DATA FOR REVIEW:
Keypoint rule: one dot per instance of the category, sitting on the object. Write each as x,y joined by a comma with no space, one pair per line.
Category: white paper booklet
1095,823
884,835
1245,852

HOW TO COMPLETE THIS TASK: Output the listing above word for word.

RESPONSE:
Keypoint rule: one dot per instance of the category, sitting on the object. Write each as x,y joined by a comma with no space, one pair per line.
Category: white paper booklet
1095,823
884,835
1245,852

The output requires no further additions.